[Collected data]

▬▬▬▬▬▬▬▬▬▬

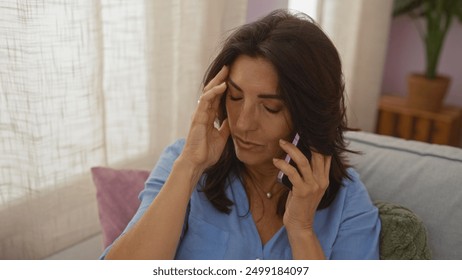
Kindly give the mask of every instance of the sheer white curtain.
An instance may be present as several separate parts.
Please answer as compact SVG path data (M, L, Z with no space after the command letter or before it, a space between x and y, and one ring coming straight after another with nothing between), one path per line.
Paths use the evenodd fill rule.
M310 0L312 1L312 0ZM374 131L393 0L317 0L317 20L343 63L350 126Z
M92 166L151 168L185 136L246 0L0 0L0 259L99 232Z

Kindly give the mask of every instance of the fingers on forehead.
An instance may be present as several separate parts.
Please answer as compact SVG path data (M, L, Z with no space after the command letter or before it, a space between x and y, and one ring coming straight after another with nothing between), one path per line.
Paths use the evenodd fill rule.
M210 107L212 103L216 103L220 101L221 94L226 89L226 83L221 83L217 86L214 86L210 90L206 91L199 97L199 106L207 106Z
M221 68L220 72L218 72L218 74L213 77L213 79L204 87L204 92L224 82L226 77L228 77L228 67L225 65L223 68Z

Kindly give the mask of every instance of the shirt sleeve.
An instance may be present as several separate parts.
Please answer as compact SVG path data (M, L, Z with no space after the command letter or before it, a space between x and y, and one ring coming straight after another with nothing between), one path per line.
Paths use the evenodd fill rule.
M165 148L165 150L162 152L156 166L151 171L148 179L146 180L143 191L141 191L139 195L139 199L141 201L140 206L120 236L124 235L138 222L138 220L143 216L144 212L146 212L148 207L151 205L152 201L154 201L160 189L165 184L165 181L167 181L167 178L172 170L173 163L183 150L184 143L184 139L179 139L172 145ZM120 236L118 238L120 238ZM117 239L114 242L116 242ZM106 257L114 242L104 250L103 254L100 256L100 259L104 259Z
M347 195L331 259L379 259L381 223L378 209L356 171L346 184Z

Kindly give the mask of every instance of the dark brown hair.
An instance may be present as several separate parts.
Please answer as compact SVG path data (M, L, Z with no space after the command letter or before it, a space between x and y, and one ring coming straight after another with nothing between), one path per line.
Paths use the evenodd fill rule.
M211 63L207 84L224 65L232 65L240 55L262 57L271 62L278 74L278 94L287 106L299 145L332 155L327 188L318 209L334 200L344 178L349 178L344 158L346 126L344 82L337 49L330 39L305 14L276 10L236 29L224 42ZM221 100L219 121L226 118L225 97ZM306 155L308 156L308 155ZM221 212L229 213L233 202L225 194L233 175L243 182L244 166L237 159L229 138L218 162L205 171L202 191ZM288 191L281 196L278 214L283 215Z

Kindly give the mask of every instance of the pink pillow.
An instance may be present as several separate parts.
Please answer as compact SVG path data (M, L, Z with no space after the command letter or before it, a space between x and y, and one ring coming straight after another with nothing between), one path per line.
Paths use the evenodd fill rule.
M140 205L138 194L143 190L149 171L93 167L99 220L104 247L122 233Z

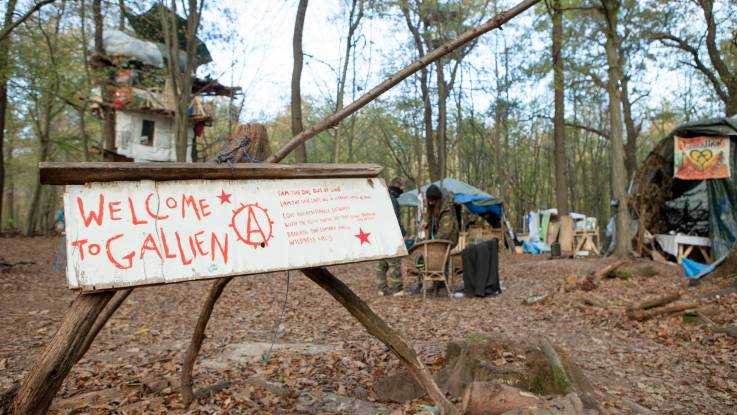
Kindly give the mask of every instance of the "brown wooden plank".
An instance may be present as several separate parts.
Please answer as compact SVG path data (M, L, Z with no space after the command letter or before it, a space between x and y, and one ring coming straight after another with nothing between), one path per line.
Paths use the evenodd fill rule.
M39 163L41 184L133 180L373 178L378 164Z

▬▬▬▬▬▬▬▬▬▬

Exclude the pictures and transcribe all of the entries exactly.

Kindly give the mask of every instance of the sheer white curtain.
An instance may be present as several separate parts.
Please answer as compact SVG path data (M, L, Z with no space after the command letter or before it, a space between x and y, and one ring coming straight after another with nothing between), one path per line.
Paths use the evenodd fill rule.
M310 0L312 1L312 0ZM374 131L393 0L317 0L317 20L343 63L350 126Z
M92 166L151 168L185 136L246 0L0 0L0 259L99 232Z

Kindly give the mask of every instance of the fingers on forehead.
An instance may be present as several separate parts.
Please answer as compact SVG path data (M, L, Z with no space after the command letter or before it, a space between x and y, and one ring coming straight after another with nothing between), one path per line.
Paths use the evenodd fill rule.
M210 107L212 103L216 103L220 101L221 94L226 89L226 83L221 83L217 86L214 86L210 90L206 91L199 97L199 106L207 106Z
M221 68L220 72L218 72L218 74L213 77L213 79L204 87L204 92L224 82L226 77L228 77L228 67L225 65L223 68Z

Kindly give the mask of every instance of the shirt sleeve.
An instance may be present as several separate parts.
Please answer as compact SVG path data (M, L, Z with no space after the command letter or before it, a space between x and y, and one ring coming straight after another with nothing between), one path per line.
Paths use the evenodd fill rule.
M165 148L165 150L162 152L156 166L151 171L148 179L146 180L143 191L141 191L139 195L139 199L141 201L140 206L120 236L124 235L138 222L138 220L143 216L144 212L146 212L148 207L151 205L152 201L154 201L160 189L165 184L165 181L167 181L167 178L172 170L173 163L183 150L184 143L184 139L179 139L172 145ZM120 236L118 238L120 238ZM117 239L114 242L116 242ZM106 257L114 242L104 250L103 254L100 256L100 259L104 259Z
M347 195L331 259L379 259L381 223L378 209L356 171L346 184Z

Kindly give the mask of every instance of the dark brown hair.
An instance may be present as several separate parts.
Please answer as compact SVG path data (M, L, Z with no space after the command letter or before it, a space between x and y, and one ring coming straight after another with nothing between), one path per line.
Paths use the evenodd fill rule.
M211 63L207 84L224 65L232 65L240 55L262 57L271 62L278 74L278 94L287 106L299 145L332 155L327 188L318 209L334 200L344 178L349 178L344 158L346 126L344 82L337 49L330 39L305 14L276 10L236 29L224 42ZM221 100L219 121L226 118L225 97ZM306 155L308 156L308 155ZM221 212L229 213L233 202L225 194L233 175L243 182L244 166L237 159L229 138L218 162L205 171L202 191ZM288 191L281 196L278 214L283 215Z

Kindly give the mask of every instance of the pink pillow.
An instance may be present as several separate parts.
Please answer as compact SVG path data (M, L, Z with no space after the command letter or before it, a space between x and y, and one ring coming straight after another with nothing between), one path per line.
Paths use the evenodd fill rule.
M140 205L138 194L143 190L149 171L93 167L99 220L104 247L122 233Z

Kindly give the mask of every instance of the "brown wooden plank".
An instance may be present as several separate parts.
Please answer as compact SVG path data (M, L, Z with no space after the command letter or before it, a space between x and y, and one ring coming straight after another with nothing between), one path per line.
Paths use the evenodd fill rule.
M39 163L41 184L133 180L373 178L378 164Z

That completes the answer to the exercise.